**EXERCISE BRIEF**
Read the lines of the data below and retrieve those with "this".

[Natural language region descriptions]
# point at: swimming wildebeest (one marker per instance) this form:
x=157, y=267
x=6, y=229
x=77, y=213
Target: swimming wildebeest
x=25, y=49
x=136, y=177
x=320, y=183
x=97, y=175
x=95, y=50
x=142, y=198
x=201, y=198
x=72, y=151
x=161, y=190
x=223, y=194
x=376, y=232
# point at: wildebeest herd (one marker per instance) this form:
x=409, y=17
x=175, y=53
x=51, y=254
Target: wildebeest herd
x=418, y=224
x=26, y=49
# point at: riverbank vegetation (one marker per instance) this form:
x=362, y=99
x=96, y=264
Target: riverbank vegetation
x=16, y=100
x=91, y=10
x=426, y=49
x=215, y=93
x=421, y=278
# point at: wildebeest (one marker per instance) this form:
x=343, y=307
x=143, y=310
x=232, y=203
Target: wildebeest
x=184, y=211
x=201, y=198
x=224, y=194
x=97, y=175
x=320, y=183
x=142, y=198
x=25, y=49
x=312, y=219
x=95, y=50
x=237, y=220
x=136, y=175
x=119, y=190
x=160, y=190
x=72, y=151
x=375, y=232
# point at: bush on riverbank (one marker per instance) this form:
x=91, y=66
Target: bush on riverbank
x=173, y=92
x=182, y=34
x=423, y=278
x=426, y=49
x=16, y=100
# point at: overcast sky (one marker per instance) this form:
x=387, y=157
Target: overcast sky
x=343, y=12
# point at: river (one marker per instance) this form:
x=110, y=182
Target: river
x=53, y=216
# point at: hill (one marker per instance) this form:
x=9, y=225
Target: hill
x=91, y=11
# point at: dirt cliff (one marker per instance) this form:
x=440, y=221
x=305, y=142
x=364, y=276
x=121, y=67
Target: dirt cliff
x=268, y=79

**TASK RESPONSE**
# point at: swimming wildebeest (one marker per instance) this form:
# point at: wildebeest herd (one marker per instance) this form:
# point at: riverbank vegetation (one marker per instance) this form:
# point at: wildebeest (one marker per instance) this form:
# point at: bush on riverbank (one marker per instance) this form:
# point at: overcast sky (one marker per instance) this form:
# point at: river (one marker per instance) this form:
# point at: hill (one marker per instance) this form:
# point at: dirt cliff (one marker per instance) this form:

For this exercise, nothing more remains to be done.